** Start Source passage **
Description: Well-Founded Induction schema, using implicit substitution. (Contributed by Scott Fenton, 6-Feb-2011) (Revised by Mario Carneiro, 26-Jun-2015)
| Ref | Expression | ||
|---|---|---|---|
| Hypotheses | frins3.1 | |- ( y = z -> ( ph <-> ps ) ) |
|
| frins3.2 | |- ( y = B -> ( ph <-> ch ) ) |
||
| frins3.3 | |- ( y e. A -> ( A. z e. Pred ( R , A , y ) ps -> ph ) ) |
||
| Assertion | frins3 | |- ( ( ( R Fr A /\ R Se A ) /\ B e. A ) -> ch ) |
| Step | Hyp | Ref | Expression |
|---|---|---|---|
| 1 | frins3.1 | |- ( y = z -> ( ph <-> ps ) ) |
|
| 2 | frins3.2 | |- ( y = B -> ( ph <-> ch ) ) |
|
| 3 | frins3.3 | |- ( y e. A -> ( A. z e. Pred ( R , A , y ) ps -> ph ) ) |
|
| 4 | 3 1 | frins2 | |- ( ( R Fr A /\ R Se A ) -> A. y e. A ph ) |
| 5 | 2 | rspcv | |- ( B e. A -> ( A. y e. A ph -> ch ) ) |
| 6 | 4 5 | mpan9 | |- ( ( ( R Fr A /\ R Se A ) /\ B e. A ) -> ch ) |
** End Source passage **
** Start Extracted data **
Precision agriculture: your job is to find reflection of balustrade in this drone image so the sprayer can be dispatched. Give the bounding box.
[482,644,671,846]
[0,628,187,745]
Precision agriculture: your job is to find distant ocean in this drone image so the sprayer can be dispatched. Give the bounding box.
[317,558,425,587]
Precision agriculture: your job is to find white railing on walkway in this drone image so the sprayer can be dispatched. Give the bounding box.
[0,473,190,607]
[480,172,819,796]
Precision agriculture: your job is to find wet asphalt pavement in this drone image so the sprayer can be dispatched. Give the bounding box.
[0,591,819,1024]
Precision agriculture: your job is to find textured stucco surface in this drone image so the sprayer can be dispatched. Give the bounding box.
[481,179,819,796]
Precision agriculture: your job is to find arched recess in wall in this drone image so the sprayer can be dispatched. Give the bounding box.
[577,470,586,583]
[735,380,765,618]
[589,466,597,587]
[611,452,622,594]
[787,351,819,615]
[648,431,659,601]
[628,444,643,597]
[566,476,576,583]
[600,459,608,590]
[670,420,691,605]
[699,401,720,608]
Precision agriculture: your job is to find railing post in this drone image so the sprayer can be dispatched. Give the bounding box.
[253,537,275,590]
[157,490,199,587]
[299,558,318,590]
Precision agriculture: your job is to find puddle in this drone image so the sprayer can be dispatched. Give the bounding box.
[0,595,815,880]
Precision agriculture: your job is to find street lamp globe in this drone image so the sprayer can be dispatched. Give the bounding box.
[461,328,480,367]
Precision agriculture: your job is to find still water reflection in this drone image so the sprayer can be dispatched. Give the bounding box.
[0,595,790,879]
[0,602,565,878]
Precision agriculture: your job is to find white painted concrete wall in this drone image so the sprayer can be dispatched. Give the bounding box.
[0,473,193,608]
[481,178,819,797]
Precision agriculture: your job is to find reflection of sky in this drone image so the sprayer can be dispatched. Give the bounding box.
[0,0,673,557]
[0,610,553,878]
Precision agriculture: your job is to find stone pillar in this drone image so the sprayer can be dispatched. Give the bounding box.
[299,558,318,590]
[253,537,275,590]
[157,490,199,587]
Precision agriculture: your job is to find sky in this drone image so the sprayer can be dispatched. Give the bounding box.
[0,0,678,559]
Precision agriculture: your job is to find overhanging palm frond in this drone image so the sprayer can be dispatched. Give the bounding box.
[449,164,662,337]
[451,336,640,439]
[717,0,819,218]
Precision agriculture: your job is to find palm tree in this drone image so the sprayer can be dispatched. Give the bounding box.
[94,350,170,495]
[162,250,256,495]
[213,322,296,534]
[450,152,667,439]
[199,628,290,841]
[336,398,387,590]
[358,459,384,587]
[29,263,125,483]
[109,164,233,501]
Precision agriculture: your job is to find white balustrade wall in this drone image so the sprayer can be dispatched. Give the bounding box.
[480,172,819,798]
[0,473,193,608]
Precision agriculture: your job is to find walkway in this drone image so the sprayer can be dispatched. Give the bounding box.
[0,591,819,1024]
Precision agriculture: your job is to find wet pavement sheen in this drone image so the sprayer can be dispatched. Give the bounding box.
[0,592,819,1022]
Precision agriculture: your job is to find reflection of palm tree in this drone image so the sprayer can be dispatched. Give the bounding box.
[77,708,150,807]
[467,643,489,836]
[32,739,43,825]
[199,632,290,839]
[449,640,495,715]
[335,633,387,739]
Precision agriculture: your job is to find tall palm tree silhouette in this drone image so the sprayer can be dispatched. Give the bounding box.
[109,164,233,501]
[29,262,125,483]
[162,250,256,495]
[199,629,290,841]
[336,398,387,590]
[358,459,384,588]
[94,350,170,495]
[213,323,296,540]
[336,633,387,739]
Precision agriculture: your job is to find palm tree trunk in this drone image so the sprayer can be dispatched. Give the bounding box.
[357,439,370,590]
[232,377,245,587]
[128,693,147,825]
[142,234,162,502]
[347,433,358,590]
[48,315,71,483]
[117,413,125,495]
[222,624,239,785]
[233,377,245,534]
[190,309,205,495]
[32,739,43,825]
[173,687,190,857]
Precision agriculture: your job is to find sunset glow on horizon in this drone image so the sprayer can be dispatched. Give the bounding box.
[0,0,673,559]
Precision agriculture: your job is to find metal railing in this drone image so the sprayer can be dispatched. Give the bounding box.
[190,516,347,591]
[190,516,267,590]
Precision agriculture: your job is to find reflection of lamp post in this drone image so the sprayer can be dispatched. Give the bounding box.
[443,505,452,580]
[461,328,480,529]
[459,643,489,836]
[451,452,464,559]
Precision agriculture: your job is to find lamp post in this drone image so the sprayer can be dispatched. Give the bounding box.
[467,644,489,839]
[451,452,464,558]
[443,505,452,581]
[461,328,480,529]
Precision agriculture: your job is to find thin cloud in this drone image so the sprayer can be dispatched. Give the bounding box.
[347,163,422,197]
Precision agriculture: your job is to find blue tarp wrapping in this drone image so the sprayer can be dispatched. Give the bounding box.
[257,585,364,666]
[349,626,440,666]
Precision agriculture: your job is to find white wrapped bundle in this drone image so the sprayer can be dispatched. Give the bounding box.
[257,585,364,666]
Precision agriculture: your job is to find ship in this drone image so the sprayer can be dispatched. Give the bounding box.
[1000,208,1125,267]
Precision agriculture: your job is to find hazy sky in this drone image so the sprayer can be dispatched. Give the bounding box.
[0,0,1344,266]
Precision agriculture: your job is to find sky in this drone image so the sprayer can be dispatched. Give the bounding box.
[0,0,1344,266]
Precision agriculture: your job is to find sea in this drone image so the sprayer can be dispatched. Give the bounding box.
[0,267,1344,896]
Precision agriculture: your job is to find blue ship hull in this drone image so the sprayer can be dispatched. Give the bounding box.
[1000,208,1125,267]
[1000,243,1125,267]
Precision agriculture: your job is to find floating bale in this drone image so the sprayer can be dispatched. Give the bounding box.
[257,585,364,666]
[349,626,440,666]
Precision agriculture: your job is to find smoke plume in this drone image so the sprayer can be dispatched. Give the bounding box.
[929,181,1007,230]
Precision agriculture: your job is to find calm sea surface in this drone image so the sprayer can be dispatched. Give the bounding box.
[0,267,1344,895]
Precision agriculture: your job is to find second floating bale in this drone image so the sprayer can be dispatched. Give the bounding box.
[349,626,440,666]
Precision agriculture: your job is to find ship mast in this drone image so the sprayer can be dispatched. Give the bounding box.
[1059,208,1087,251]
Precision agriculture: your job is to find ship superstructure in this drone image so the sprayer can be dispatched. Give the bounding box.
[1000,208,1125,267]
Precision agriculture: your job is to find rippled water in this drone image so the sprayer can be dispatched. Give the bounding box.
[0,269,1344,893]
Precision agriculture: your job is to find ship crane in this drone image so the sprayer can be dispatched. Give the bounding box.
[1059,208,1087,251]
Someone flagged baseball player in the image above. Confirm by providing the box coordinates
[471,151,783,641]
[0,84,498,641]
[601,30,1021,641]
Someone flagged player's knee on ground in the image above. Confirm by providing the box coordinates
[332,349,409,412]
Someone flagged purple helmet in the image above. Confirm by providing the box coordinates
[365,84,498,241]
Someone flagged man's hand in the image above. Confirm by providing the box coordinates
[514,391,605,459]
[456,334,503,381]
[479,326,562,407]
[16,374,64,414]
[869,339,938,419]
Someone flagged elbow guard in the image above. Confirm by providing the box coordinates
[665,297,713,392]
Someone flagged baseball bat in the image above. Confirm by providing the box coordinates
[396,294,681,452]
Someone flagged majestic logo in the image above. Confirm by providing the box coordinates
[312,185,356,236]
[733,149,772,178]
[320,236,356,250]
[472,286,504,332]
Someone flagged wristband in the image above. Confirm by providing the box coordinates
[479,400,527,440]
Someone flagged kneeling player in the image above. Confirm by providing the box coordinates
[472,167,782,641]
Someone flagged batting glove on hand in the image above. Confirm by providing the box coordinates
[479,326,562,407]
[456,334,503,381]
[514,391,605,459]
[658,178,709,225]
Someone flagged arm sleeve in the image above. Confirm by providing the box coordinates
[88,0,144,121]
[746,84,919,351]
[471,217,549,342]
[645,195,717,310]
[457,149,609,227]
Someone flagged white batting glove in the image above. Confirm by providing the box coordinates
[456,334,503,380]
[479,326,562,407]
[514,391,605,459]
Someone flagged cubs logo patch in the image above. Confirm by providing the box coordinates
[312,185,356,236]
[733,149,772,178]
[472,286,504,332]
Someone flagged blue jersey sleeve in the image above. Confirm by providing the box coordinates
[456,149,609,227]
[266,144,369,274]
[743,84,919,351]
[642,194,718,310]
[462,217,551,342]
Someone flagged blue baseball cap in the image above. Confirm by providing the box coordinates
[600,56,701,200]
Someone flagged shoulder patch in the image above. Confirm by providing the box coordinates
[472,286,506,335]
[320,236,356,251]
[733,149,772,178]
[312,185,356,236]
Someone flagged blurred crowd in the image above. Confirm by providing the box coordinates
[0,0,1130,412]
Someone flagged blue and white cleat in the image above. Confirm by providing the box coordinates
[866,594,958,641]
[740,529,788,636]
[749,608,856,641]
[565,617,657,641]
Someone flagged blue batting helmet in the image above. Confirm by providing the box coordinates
** End Extracted data **
> **Objective**
Reproduce word for word the part of the proof page that opens with the words containing "Description: Well-Founded Induction" and closes with "Mario Carneiro, 26-Jun-2015)". Work only from the proof page and ignore the data.

> **Correct result**
Description: Well-Founded Induction schema, using implicit substitution. (Contributed by Scott Fenton, 6-Feb-2011) (Revised by Mario Carneiro, 26-Jun-2015)